* **Required task**
Copy verbatim the lines of the items below, starting with the line that contains "class is: yellow" and going on through the line that contains "[165, 135, 285, 228]". Include both of those lines, and leave any pictures out of your copy.

* **Input**
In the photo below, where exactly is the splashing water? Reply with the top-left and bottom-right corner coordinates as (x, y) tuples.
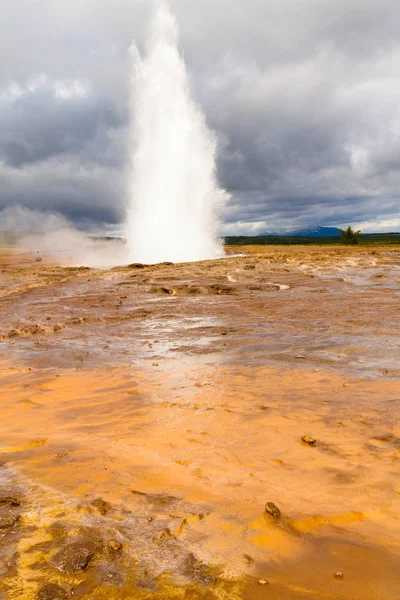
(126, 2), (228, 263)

* * *

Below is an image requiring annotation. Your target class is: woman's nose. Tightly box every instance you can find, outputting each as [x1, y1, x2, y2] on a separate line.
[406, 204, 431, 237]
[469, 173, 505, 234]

==

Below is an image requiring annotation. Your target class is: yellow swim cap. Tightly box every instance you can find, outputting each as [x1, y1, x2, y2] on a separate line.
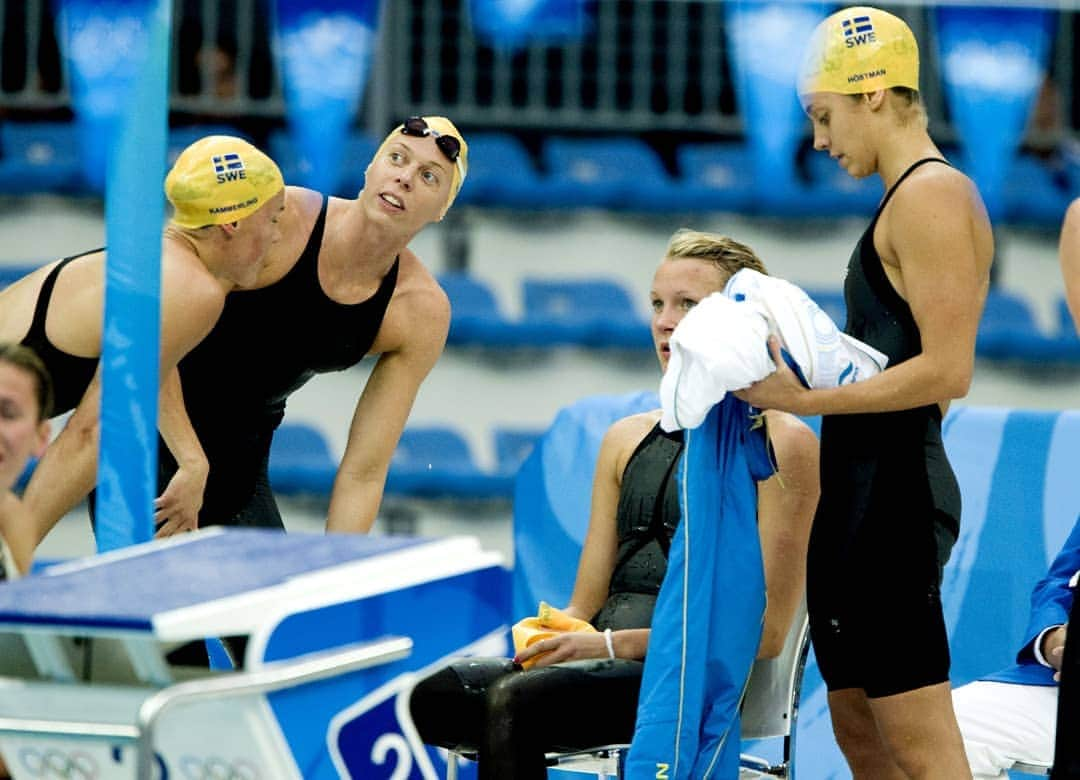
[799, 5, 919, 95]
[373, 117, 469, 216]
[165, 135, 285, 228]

* **Finished answer**
Below is an image requiring annotation. Your target class is: yellow swim cap. Tightly box every instance you can find, outputting each as [x1, y1, x2, y2] on a separate line.
[799, 5, 919, 95]
[373, 117, 469, 216]
[165, 135, 285, 228]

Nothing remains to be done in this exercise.